Could you return every record below exactly as it is written?

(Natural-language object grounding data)
• • • • • • •

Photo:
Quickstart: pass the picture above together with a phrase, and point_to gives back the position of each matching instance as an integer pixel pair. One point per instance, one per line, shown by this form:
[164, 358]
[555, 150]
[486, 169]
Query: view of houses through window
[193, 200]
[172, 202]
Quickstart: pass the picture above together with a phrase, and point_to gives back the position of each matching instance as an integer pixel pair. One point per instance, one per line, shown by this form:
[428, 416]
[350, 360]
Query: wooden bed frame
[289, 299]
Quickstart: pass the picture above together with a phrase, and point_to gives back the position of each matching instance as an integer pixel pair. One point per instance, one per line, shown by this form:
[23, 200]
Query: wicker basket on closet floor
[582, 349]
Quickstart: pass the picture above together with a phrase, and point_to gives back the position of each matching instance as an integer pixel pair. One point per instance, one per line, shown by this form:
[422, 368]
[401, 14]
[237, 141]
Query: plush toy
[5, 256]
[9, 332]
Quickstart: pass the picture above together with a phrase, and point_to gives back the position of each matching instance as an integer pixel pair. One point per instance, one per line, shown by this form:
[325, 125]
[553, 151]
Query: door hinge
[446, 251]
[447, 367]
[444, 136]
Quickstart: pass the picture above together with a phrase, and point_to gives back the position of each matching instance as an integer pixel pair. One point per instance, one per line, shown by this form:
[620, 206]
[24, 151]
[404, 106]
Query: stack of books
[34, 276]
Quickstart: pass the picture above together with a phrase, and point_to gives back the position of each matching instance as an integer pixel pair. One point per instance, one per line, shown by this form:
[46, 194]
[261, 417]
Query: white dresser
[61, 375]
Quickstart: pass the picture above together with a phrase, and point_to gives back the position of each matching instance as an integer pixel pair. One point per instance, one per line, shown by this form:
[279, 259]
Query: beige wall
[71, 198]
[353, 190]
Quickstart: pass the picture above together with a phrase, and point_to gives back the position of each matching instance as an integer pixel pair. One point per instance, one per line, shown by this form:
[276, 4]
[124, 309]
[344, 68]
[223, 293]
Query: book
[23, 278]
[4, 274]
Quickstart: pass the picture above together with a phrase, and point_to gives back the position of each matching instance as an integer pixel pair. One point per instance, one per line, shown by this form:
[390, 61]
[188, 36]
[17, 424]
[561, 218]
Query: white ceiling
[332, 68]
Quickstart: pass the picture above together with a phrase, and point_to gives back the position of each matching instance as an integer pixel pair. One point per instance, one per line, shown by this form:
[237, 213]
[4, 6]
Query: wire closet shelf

• • • • • • •

* SOLUTION TO THIS EXERCISE:
Photo:
Quickstart: pass the picture above together with a phrase, and point_to gives back the position of each matching instance as an integer pixel pair. One point per instance, one per line, shown by this form:
[164, 358]
[555, 150]
[486, 169]
Query: view of houses through window
[193, 200]
[172, 202]
Quickstart: pass the picture above together with a phrase, and point_to gives back the position of each matching instance as an integer pixel pair. One point per instance, one per line, shown by this form:
[428, 416]
[350, 360]
Query: wooden bed frame
[289, 299]
Quickstart: pass the picture above together with a phrase, and point_to gives back the position of each matching instance as an integer pixel pair. One point per instance, one per line, shown by this form:
[23, 200]
Query: wicker basket on closet floor
[582, 349]
Quickstart: pass the picture above together with a phrase, and point_to gives back the position of each matching instance as an integer pixel pair. One point per instance, one per line, shown by this form:
[422, 368]
[401, 14]
[237, 141]
Query: plush toy
[5, 256]
[9, 332]
Quickstart: pass the picture above together with a phrase, and point_to gives back the position of each matching instance as an integer pixel pair. One point per instance, one per line, shown by this form:
[325, 125]
[553, 151]
Query: door hinge
[446, 251]
[447, 367]
[444, 136]
Quickstart: pass the picture above together with a phrase, and point_to gives back the position of each matching instance as an integer pixel pair. One point per instance, one per line, shown by this form:
[620, 206]
[24, 151]
[404, 106]
Query: stack of books
[34, 276]
Quickstart: pass the picture above together with a phrase, and point_to gives back the position of each matching instance as an integer pixel pair. One point per instance, one per line, shown by this form:
[46, 194]
[261, 417]
Query: white dresser
[61, 375]
Quickstart: pass the picture above together with a phrase, and point_to gives back the position of each matching instance as an integer pixel pair. One point per instance, one per line, shown by this form:
[279, 259]
Query: beige wall
[71, 198]
[353, 190]
Quickstart: pass the picture above together with a phrase, and point_to gives back the position of each matching instance as an integer pixel pair. One point per instance, one per line, shown by this form:
[276, 4]
[124, 309]
[344, 68]
[223, 293]
Query: book
[23, 278]
[4, 274]
Quickstart: pass the picture above together with a phrase, and point_to gives back the position of each matching instance as an integer pixel pair. One point per instance, one per line, shown by this form:
[390, 61]
[188, 36]
[17, 424]
[561, 218]
Query: white ceiling
[332, 68]
Quickstart: pass the picture above together with a phrase, and point_to gives back the position of each matching instance as an integer pixel pair. One point per instance, one per line, shown by this form:
[237, 213]
[4, 6]
Query: wire closet shelf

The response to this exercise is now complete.